[start of Exercise material]

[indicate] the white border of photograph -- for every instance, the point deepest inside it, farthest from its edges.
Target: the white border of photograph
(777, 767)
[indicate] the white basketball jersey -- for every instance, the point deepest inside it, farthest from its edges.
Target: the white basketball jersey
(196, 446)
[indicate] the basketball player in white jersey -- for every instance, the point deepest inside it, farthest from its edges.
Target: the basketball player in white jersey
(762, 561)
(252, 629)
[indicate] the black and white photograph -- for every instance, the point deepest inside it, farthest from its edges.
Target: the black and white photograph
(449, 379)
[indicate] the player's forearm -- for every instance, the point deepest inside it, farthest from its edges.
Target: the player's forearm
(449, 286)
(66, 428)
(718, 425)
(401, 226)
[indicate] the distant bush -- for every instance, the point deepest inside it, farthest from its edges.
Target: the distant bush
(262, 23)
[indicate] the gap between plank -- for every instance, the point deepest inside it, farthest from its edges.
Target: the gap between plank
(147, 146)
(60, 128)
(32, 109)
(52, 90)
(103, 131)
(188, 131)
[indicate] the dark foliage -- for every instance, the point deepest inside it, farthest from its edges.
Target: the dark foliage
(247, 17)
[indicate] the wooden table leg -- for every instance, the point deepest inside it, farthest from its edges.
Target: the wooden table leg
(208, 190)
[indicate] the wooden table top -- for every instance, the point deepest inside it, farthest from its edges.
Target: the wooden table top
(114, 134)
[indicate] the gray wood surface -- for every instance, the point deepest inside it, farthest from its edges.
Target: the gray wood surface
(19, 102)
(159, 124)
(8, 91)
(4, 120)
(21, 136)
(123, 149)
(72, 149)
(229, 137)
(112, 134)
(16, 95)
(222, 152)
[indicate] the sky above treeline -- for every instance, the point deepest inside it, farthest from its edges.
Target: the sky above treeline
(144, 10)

[end of Exercise material]

Problem to solve → Extract all the material, leaving every line as it is.

Completed task →
[indicate] the white border of photograph -- for every instance, the point deepest inside it, farthest from its edges.
Target: the white border of photograph
(777, 767)
[indicate] the white basketball jersey -- for every instance, the point deepest inside it, farthest from its edges.
Target: the white basketball jersey
(196, 446)
[indicate] the basketball player in white jersey -- for every instance, the point deepest inside it, farthest from its edges.
Target: the basketball player in white jersey
(762, 561)
(252, 629)
[indicate] the black and white photograph -- for every instance, the point deepest inside it, farthest from its edges.
Target: the black and white photograph
(449, 379)
[indicate] the player's forearm -- for every instance, the point deepest inside it, farthest from its edges.
Target: the player's forearm
(449, 286)
(66, 428)
(718, 425)
(401, 226)
[indicate] the distant bush -- for every instance, the point deepest inside it, farthest from its edges.
Target: the distant bush
(262, 23)
[indicate] the gap between plank -- for every instance, the point deepest inside it, farthest from its edges.
Target: the gap between plank
(147, 146)
(60, 128)
(32, 109)
(52, 90)
(103, 131)
(188, 131)
[indicate] the dark foliage -- for every instance, the point deepest inside it, farthest from its edges.
Target: the dark foliage
(247, 17)
[indicate] the wooden table leg -- for every instance, the point deepest inside it, farthest from its edges.
Target: the wooden table leg
(208, 190)
[indicate] the wooden table top -- for every instance, the point deepest inside it, farthest from its edges.
Target: the wooden table top
(114, 134)
[indicate] the gray wood surface -- for every instance, the point deepest inside it, farthest from its edges.
Target: the gray wood surface
(19, 102)
(159, 124)
(8, 91)
(4, 120)
(21, 136)
(123, 149)
(72, 149)
(229, 137)
(112, 134)
(16, 95)
(222, 152)
[indicate] the sky above treeline -- for every instance, the point deepest inside it, farthest from its edges.
Target: the sky above treeline
(144, 10)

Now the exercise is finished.